**GIVEN PASSAGE**
━━━━━━
Scientists are working to reveal the atomic-level mechanisms inside the crushing and grinding of mechanical chemistry, with the potential to scale up their advances to make chemical manufacturing more sustainable and cost-effective.
Understanding the atomic-scale mysteries of "crushing" chemistry is the goal of an expanding research center with a newly awarded $20 million investment from the U.S. National Science Foundation. Managed by Texas A&M University, NSF's Center for the Mechanical Control of Chemistry (CMCC) will conduct the most rigorous exploration yet into how the mechanical application of force can enable new advances in chemistry, with the potential to make industrial processes cheaper and more environmentally friendly.
━━━━━━
**DATASET EXCERPTS**
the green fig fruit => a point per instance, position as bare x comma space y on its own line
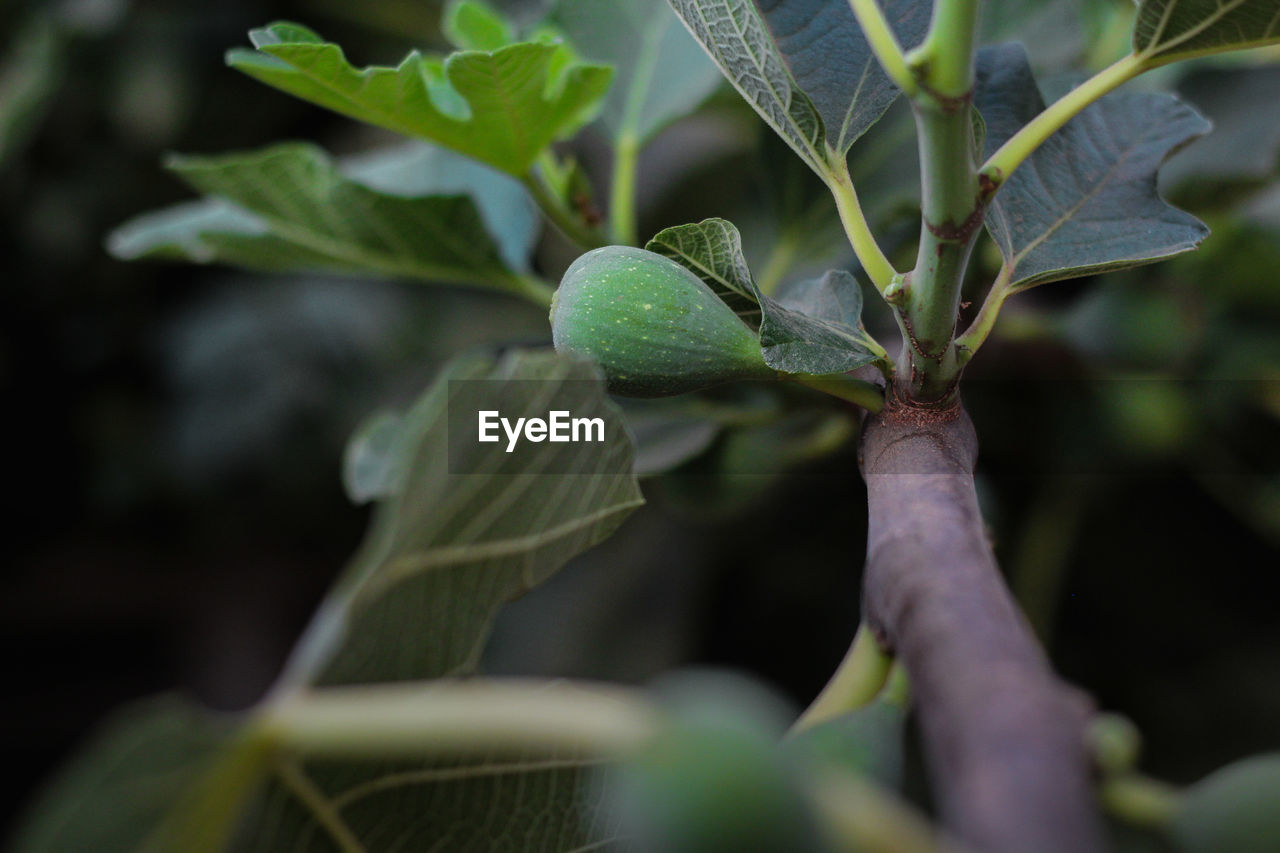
654, 327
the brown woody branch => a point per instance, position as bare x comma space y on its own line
1004, 737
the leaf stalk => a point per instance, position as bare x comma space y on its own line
851, 217
883, 44
856, 682
1022, 145
567, 222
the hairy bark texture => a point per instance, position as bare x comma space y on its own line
1004, 737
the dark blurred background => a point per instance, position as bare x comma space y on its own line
173, 507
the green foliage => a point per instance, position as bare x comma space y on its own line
1087, 200
1235, 810
1170, 30
160, 776
816, 327
415, 213
30, 72
653, 325
832, 64
661, 73
434, 564
813, 327
712, 250
455, 538
444, 552
867, 742
474, 26
714, 780
502, 106
735, 35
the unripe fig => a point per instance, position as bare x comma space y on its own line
654, 327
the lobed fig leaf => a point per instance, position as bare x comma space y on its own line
656, 328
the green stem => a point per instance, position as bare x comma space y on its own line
476, 716
781, 258
1139, 799
883, 44
622, 206
945, 60
855, 683
976, 334
859, 392
1010, 155
859, 817
950, 205
565, 219
860, 237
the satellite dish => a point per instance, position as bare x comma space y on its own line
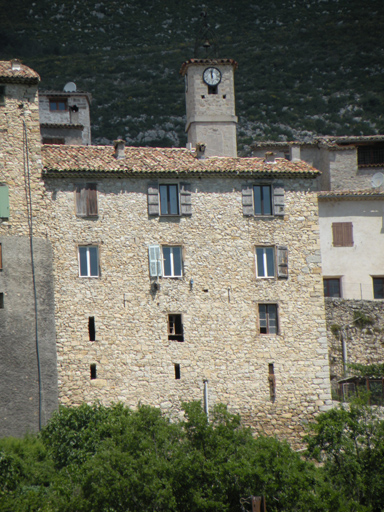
377, 180
70, 87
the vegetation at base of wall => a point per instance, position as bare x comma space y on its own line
305, 68
361, 319
114, 459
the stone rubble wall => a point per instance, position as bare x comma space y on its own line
134, 358
364, 345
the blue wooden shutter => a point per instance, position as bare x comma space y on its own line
4, 202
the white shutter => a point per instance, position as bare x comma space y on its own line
154, 260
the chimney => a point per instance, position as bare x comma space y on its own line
294, 153
200, 150
16, 65
119, 146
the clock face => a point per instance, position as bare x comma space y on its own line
212, 76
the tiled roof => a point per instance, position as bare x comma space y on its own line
64, 160
329, 195
22, 75
207, 62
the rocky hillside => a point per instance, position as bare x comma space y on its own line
306, 67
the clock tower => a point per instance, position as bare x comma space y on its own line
210, 102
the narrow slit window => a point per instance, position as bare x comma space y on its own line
91, 328
175, 328
93, 372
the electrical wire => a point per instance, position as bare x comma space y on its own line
27, 180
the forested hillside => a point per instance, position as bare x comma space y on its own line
305, 67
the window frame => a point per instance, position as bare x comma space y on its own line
56, 101
168, 185
326, 283
265, 261
377, 278
88, 261
269, 305
172, 248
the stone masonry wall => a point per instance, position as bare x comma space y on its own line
364, 345
133, 356
19, 390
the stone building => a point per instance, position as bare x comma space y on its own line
174, 274
65, 116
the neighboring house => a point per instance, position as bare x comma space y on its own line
65, 116
174, 275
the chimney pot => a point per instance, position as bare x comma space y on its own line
200, 150
119, 146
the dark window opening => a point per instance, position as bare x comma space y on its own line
331, 287
268, 318
58, 105
93, 371
342, 233
175, 328
378, 287
2, 95
169, 200
262, 199
370, 155
212, 89
53, 140
91, 328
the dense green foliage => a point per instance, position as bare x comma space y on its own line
98, 459
305, 67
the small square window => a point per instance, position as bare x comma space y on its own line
88, 261
265, 261
169, 199
175, 328
268, 319
58, 105
86, 200
378, 287
332, 287
172, 261
342, 233
262, 199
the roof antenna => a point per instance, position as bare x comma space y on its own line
206, 43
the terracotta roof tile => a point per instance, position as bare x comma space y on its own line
22, 75
61, 159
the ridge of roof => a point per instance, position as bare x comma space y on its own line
65, 159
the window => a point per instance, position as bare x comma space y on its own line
58, 105
378, 287
342, 234
370, 155
331, 287
263, 199
172, 264
268, 318
165, 261
4, 202
86, 200
175, 328
88, 261
265, 261
266, 258
169, 199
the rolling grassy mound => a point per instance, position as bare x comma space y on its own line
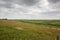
15, 30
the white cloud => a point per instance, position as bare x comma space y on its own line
41, 10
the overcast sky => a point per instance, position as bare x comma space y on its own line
30, 9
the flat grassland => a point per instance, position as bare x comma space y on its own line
29, 29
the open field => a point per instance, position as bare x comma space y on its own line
29, 29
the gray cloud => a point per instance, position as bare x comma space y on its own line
53, 1
23, 2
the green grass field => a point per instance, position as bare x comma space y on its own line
29, 29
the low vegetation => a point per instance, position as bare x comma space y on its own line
28, 30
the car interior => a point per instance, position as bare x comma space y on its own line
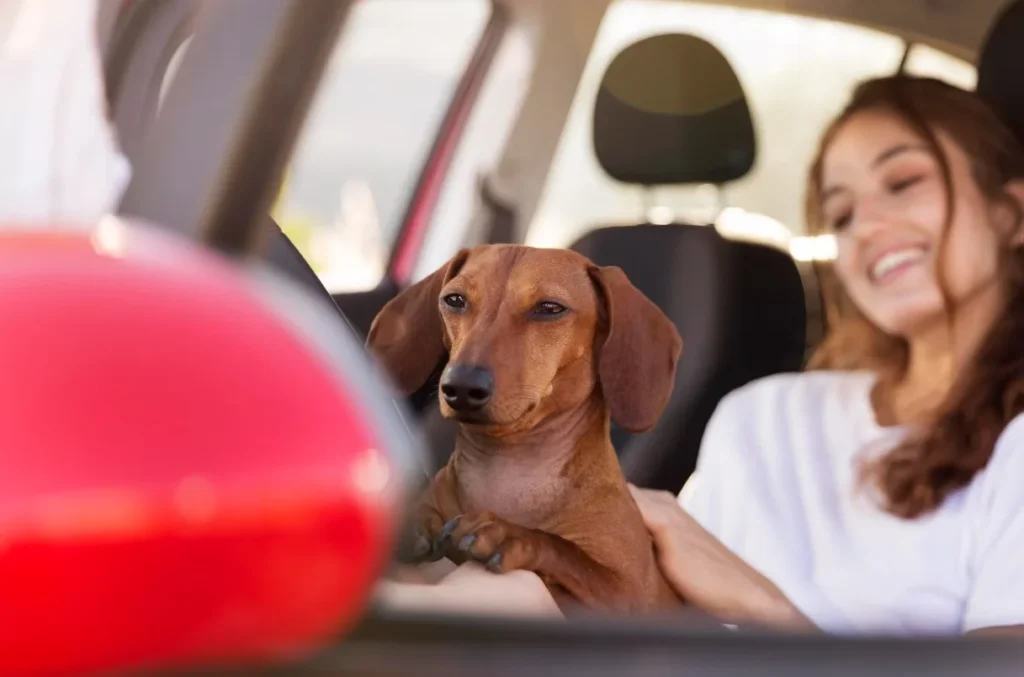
669, 120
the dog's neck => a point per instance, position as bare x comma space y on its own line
526, 477
552, 442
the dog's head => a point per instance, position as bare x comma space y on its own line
529, 333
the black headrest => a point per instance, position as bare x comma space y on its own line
671, 110
1000, 66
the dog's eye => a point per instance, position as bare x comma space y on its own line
548, 309
455, 301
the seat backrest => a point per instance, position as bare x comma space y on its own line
671, 111
1000, 66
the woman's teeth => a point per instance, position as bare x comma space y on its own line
895, 260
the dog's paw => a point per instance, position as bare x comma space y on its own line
501, 546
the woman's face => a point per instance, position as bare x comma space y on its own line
883, 196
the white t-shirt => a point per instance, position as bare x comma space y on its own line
60, 161
776, 482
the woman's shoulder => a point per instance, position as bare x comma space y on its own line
799, 389
1009, 451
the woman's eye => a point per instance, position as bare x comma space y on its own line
548, 309
455, 301
903, 184
841, 221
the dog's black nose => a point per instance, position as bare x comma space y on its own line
467, 387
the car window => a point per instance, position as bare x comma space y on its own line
370, 131
797, 73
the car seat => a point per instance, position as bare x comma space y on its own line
671, 112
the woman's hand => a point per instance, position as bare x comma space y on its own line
472, 589
707, 574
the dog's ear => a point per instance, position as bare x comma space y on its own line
407, 336
639, 353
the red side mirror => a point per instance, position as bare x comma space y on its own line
184, 477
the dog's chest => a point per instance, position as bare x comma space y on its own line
528, 497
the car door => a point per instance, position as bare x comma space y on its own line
373, 158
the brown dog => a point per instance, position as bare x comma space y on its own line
543, 347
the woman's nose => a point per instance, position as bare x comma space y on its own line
869, 218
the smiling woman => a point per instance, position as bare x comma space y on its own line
879, 493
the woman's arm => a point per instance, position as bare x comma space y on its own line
473, 590
707, 574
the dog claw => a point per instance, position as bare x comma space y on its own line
449, 527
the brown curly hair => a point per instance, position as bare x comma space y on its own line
935, 460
━━━━━━
**ABOUT THIS TASK**
Could you pick up the passage about the NSF mechanical chemistry center where it stops and continue it?

**RESULT**
Mechanical chemistry, or mechanochemistry, is the crushing of chemicals to produce reactions and substances. It has long been used by humans and nature; diamonds are created when carbon is squeezed under enormous pressure inside the earth, while mechanical chemistry has been used to grind out everything from pigments in Renaissance-era paintings to medicinal compounds. The atomic-scale processes at these crushing transformations are not fully understood or predictable. Moreover, while heat or light are often used to impart the energy needed to make and break bonds in chemical reactions, the use of mechanical force to impart that energy and drive new types of chemistry remains an underexplored frontier.
"Using traditional chemical methods, chemists have discovered many effective ways to create substances that have enhanced human health and prosperity … But such substances could potentially be produced in a more sustainable way through undiscovered techniques of mechanical chemistry," said NSF Assistant Director for Mathematical and Physical Sciences Sean L. Jones. "NSF's Center for the Mechanical Control of Chemistry will focus on providing the insights necessary for innovative minds across America to scale it up."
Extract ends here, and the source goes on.